WHAT YOU WILL DO | List every line of the material below that contains the string "handle", copying each such line in full.

STORED DATA |
>> start
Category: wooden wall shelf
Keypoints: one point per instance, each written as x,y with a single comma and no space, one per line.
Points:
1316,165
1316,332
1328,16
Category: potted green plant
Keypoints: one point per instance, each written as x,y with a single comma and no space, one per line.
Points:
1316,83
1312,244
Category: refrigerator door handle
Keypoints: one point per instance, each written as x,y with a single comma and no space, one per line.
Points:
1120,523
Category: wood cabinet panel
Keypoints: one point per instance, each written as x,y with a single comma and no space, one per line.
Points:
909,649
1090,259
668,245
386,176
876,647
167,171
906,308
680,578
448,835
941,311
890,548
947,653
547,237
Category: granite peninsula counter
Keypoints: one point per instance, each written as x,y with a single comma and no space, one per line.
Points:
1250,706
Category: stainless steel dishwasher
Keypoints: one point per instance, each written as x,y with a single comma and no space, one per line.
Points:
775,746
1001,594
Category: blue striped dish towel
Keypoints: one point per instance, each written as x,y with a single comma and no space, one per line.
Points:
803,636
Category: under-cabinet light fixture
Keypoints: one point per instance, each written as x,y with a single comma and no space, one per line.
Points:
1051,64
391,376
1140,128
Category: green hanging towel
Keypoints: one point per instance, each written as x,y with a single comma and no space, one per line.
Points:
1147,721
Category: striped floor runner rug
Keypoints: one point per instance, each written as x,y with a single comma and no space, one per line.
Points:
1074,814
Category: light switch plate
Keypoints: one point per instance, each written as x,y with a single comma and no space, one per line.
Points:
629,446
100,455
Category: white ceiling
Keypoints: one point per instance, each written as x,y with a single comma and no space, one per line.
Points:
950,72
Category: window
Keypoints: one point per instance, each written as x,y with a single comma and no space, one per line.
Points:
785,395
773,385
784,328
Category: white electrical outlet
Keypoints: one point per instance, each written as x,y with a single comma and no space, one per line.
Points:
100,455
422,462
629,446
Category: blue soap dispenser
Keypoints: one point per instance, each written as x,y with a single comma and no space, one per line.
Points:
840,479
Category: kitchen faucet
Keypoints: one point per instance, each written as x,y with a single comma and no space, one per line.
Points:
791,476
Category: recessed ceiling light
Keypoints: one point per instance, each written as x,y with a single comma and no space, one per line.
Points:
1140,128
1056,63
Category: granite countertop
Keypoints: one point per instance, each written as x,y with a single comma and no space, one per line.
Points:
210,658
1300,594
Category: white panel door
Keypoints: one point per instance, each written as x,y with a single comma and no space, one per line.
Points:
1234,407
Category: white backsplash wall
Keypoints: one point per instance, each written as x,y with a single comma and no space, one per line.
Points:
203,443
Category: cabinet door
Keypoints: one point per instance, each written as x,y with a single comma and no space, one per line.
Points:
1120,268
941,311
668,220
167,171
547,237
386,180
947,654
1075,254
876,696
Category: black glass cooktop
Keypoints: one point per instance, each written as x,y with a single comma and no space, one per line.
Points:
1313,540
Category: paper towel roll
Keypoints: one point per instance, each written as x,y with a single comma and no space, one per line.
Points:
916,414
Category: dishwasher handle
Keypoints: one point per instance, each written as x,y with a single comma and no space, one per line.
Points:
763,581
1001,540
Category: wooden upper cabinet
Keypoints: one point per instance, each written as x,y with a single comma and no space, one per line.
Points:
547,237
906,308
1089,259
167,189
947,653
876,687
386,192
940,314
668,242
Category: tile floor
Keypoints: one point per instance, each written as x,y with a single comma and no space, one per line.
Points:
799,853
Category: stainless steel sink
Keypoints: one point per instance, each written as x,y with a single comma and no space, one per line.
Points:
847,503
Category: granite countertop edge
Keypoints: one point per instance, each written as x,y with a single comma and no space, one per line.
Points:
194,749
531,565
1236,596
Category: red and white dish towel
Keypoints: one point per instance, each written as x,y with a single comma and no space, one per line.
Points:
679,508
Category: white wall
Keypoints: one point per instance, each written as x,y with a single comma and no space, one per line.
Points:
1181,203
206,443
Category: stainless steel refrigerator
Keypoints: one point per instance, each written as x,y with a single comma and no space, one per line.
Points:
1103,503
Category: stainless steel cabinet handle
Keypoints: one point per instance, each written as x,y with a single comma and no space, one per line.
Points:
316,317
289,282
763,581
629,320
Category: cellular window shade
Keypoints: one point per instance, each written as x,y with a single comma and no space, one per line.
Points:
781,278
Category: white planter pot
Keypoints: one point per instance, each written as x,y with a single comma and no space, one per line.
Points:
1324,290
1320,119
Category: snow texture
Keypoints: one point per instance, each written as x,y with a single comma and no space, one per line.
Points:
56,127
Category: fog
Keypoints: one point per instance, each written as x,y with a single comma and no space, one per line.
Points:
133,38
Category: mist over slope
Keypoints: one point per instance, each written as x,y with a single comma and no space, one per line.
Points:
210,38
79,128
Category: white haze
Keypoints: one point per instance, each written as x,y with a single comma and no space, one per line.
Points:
>> end
>> start
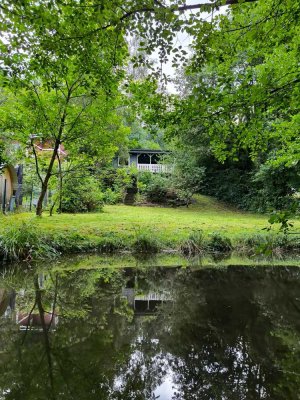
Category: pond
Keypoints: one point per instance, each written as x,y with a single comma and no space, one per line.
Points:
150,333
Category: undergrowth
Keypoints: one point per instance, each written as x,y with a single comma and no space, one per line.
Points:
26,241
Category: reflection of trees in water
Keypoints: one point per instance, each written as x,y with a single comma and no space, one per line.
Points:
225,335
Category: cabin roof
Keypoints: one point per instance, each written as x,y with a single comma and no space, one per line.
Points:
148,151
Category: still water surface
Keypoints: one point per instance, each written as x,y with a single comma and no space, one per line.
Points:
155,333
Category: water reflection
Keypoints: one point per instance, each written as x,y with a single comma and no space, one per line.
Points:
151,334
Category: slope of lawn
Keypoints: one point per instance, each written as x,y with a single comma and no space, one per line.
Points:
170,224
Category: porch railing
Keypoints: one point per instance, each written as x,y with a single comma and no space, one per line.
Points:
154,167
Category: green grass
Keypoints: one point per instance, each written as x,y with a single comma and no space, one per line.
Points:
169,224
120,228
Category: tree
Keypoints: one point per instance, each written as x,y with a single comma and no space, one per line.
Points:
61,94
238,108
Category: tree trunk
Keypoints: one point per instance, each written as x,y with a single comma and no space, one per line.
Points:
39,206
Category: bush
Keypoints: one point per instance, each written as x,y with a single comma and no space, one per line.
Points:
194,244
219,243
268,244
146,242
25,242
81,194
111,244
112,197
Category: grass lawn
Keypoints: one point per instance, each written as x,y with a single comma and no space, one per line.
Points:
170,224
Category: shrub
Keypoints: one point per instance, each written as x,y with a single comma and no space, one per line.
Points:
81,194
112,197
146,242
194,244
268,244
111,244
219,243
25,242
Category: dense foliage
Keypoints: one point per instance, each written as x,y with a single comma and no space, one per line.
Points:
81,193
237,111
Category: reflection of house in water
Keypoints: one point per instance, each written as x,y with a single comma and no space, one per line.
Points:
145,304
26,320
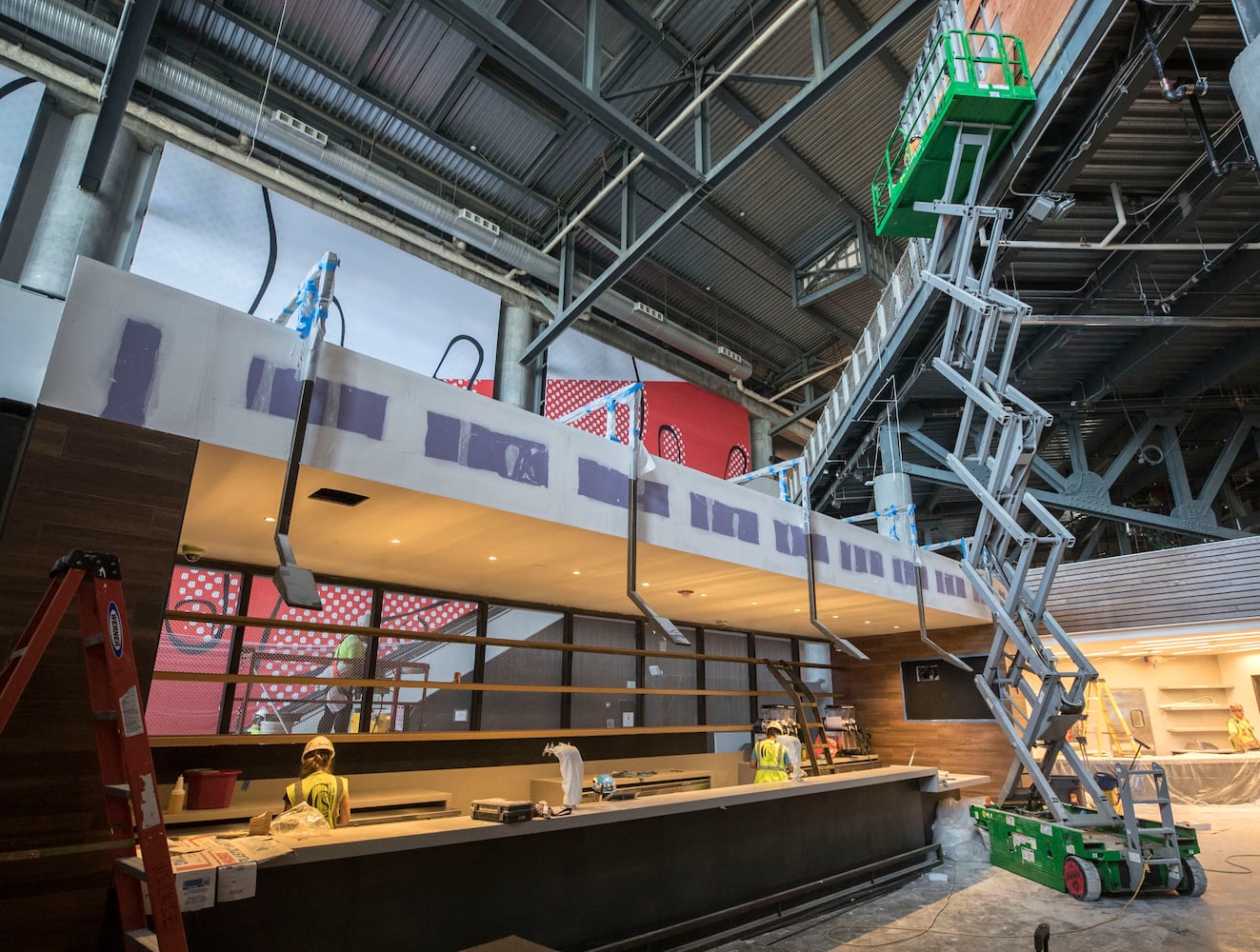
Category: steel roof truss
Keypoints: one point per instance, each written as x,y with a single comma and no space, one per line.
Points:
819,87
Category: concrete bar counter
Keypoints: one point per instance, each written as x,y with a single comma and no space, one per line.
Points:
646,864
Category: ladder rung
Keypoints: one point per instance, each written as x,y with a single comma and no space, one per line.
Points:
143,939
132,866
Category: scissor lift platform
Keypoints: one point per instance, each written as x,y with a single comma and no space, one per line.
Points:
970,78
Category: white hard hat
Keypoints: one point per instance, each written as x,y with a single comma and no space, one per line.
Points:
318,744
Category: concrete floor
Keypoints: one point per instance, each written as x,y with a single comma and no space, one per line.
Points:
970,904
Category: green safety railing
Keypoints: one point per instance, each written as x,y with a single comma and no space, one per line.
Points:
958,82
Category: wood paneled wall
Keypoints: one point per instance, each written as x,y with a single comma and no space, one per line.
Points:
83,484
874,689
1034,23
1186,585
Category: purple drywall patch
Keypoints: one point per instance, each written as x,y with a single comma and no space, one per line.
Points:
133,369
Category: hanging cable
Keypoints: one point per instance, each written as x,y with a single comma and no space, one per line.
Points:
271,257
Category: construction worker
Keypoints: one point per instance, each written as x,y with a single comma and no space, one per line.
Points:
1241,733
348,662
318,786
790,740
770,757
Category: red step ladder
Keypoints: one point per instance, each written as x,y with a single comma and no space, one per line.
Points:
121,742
>> end
>> start
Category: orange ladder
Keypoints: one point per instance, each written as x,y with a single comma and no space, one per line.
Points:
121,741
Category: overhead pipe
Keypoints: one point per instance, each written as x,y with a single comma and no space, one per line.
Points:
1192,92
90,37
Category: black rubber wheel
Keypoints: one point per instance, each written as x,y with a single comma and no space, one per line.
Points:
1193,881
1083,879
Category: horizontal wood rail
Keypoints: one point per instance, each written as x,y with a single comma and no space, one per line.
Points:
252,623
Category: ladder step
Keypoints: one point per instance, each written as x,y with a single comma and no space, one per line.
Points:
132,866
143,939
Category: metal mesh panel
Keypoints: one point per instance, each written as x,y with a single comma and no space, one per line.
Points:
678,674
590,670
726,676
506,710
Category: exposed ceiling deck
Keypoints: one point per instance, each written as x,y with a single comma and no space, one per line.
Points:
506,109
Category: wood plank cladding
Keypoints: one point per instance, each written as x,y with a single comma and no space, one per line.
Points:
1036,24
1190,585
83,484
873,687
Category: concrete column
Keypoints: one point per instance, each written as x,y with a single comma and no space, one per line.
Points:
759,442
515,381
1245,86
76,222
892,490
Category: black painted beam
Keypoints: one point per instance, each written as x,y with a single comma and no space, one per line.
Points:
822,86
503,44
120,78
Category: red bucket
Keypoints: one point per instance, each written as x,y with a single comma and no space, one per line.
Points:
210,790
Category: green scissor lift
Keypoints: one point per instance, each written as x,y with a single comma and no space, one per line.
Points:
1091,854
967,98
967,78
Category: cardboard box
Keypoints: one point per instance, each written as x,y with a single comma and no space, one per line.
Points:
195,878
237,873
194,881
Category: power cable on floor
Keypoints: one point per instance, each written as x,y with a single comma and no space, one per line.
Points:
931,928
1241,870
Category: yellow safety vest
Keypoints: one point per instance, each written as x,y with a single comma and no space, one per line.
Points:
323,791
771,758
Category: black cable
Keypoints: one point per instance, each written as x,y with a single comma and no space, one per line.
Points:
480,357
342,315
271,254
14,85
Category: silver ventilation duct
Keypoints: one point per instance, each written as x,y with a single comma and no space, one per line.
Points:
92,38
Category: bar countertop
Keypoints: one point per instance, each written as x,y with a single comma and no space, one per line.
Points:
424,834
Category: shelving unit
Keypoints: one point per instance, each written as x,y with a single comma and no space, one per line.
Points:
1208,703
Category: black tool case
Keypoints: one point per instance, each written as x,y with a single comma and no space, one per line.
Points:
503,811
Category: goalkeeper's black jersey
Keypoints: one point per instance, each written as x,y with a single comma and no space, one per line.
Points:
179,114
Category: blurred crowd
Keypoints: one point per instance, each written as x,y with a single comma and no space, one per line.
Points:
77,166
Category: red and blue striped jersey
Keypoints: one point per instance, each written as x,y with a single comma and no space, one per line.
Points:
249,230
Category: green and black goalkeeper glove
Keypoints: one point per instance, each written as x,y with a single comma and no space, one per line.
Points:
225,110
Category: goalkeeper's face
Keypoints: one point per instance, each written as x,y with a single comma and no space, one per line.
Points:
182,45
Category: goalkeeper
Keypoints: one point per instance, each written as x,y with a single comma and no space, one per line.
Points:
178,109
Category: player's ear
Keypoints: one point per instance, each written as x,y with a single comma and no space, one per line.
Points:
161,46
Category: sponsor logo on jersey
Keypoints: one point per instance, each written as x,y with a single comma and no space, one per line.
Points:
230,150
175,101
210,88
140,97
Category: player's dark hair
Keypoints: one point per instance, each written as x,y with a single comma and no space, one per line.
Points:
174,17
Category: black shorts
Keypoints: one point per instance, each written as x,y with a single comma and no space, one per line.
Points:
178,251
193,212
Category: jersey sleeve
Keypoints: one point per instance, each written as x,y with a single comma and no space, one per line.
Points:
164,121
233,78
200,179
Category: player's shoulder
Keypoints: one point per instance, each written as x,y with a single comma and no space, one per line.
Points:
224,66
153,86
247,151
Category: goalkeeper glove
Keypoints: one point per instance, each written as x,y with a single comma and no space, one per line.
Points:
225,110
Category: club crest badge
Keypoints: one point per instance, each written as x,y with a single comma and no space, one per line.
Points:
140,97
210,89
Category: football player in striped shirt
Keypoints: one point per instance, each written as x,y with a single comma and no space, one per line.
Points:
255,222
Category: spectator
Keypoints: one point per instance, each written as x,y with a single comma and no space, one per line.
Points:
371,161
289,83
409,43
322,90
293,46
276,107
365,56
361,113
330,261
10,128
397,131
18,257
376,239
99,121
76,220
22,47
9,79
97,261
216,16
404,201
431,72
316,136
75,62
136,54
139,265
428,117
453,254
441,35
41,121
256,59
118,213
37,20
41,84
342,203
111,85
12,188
>> end
REPLY TO THE TASK |
Category: refrigerator door handle
Category: dishwasher handle
Category: stainless steel cabinet handle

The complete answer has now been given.